- **Kutipan Dokumen**
Ilmu Hadits

Kajian Hadits: Anjuran Menghidupkan Malam Idul Adha

Ahad, 16 Juni 2024 | 15:30 WIB

Kajian Hadits: Anjuran Menghidupkan Malam Idul Adha

Kajian Hadits: Anjuran Menghidupkan Malam Idul Adha

Malam sebelum hari raya Idul Adha memiliki keutamaan dan fadhilah yang seyogianya tidak ditinggalkan dan disia-siakan saja. Pada malam ini, umat muslim dianjurkan untuk meramaikannya dengan syiar-syiar keagamaan dan beragam ibadah.
 

Praktik umum merayakan Idul Adha di tengah masyarakat Indonesia adalah seperti takbiran di masjid, membaca zikir dan wirid layaknya tahlil, tasbih, tahmid, dan lain sebagainya secara bersama-sama, hingga takbir keliling. Ritual semacam yang telah disebutkan tentu harus dipertahankan karena bagian dari syiar agama Islam dan edukasi terhadap generasi-generasi muda umat muslim. 
 

Tentunya, apabila dalam praktiknya ada hal-hal yang berujung mengganggu warga sekitar, membuat ketidaknyamanan, hingga mudharat (bahaya) yang mengancam, maka tindakan-tindakan preventif dan evaluatif oleh otoritas yang berwenang harus dilakukan.

- **Instruksi Tugas a**
Ulangi kata demi kata bagian teks tentang malam Idul Adha di atas, dari "Ahad, 16 Juni" sampai "muda umat muslim.".

- **Cuplikan Data**
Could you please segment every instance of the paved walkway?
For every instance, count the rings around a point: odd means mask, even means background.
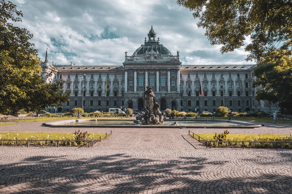
[[[21,123],[0,131],[77,129],[41,125]],[[292,134],[288,124],[268,125],[229,131]],[[206,148],[187,129],[86,129],[112,134],[93,147],[0,147],[0,193],[292,193],[291,150]]]

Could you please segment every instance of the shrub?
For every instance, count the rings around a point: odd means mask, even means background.
[[[195,117],[197,115],[197,113],[188,113],[185,114],[187,117]]]
[[[127,115],[131,115],[133,114],[133,111],[131,108],[127,108],[125,111],[125,113]]]
[[[170,115],[171,113],[171,110],[169,108],[166,108],[164,111],[164,112],[165,112],[165,114],[168,117],[169,116],[169,115]]]
[[[226,117],[228,115],[230,111],[228,111],[228,108],[227,107],[219,106],[216,109],[215,112],[218,116]]]

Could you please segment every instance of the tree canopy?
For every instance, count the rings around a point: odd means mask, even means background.
[[[291,50],[292,2],[289,0],[178,0],[194,12],[199,27],[222,53],[246,45],[246,60],[259,62],[276,49]]]
[[[275,50],[254,69],[253,86],[258,87],[255,99],[279,102],[281,110],[292,113],[292,56],[290,51]]]
[[[37,111],[68,100],[61,83],[42,77],[37,50],[29,41],[33,35],[13,25],[21,22],[21,11],[11,2],[0,0],[0,112]]]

- **Instruksi Tugas b**
Sajikan setiap baris dari seluruh catatan di atas sebagai tabel Markdown dengan kolom Nomor dan Baris, tanpa baris kosong. Jangan sertakan gambar dalam jawaban.

- **Jawaban a**
Ahad, 16 Juni 2024 | 15:30 WIB

Kajian Hadits: Anjuran Menghidupkan Malam Idul Adha

Kajian Hadits: Anjuran Menghidupkan Malam Idul Adha

Malam sebelum hari raya Idul Adha memiliki keutamaan dan fadhilah yang seyogianya tidak ditinggalkan dan disia-siakan saja. Pada malam ini, umat muslim dianjurkan untuk meramaikannya dengan syiar-syiar keagamaan dan beragam ibadah.
 

Praktik umum merayakan Idul Adha di tengah masyarakat Indonesia adalah seperti takbiran di masjid, membaca zikir dan wirid layaknya tahlil, tasbih, tahmid, dan lain sebagainya secara bersama-sama, hingga takbir keliling. Ritual semacam yang telah disebutkan tentu harus dipertahankan karena bagian dari syiar agama Islam dan edukasi terhadap generasi-generasi muda umat muslim.

- **Jawaban b**
| Nomor | Baris |
|---|---|
| 1 | Could you please segment every instance of the paved walkway? |
| 2 | For every instance, count the rings around a point: odd means mask, even means background. |
| 3 | [[[21,123],[0,131],[77,129],[41,125]],[[292,134],[288,124],[268,125],[229,131]],[[206,148],[187,129],[86,129],[112,134],[93,147],[0,147],[0,193],[292,193],[291,150]]] |
| 4 | Could you please segment every instance of the shrub? |
| 5 | For every instance, count the rings around a point: odd means mask, even means background. |
| 6 | [[[195,117],[197,115],[197,113],[188,113],[185,114],[187,117]]] |
| 7 | [[[127,115],[131,115],[133,114],[133,111],[131,108],[127,108],[125,111],[125,113]]] |
| 8 | [[[170,115],[171,113],[171,110],[169,108],[166,108],[164,111],[164,112],[165,112],[165,114],[168,117],[169,116],[169,115]]] |
| 9 | [[[226,117],[228,115],[230,111],[228,111],[228,108],[227,107],[219,106],[216,109],[215,112],[218,116]]] |
| 10 | Could you please segment every instance of the tree canopy? |
| 11 | For every instance, count the rings around a point: odd means mask, even means background. |
| 12 | [[[291,50],[292,2],[289,0],[178,0],[194,12],[199,27],[222,53],[246,45],[246,60],[259,62],[276,49]]] |
| 13 | [[[275,50],[254,69],[253,86],[258,87],[255,99],[279,102],[281,110],[292,113],[292,56],[290,51]]] |
| 14 | [[[37,111],[68,100],[61,83],[42,77],[37,50],[29,41],[33,35],[13,25],[21,22],[21,11],[11,2],[0,0],[0,112]]] |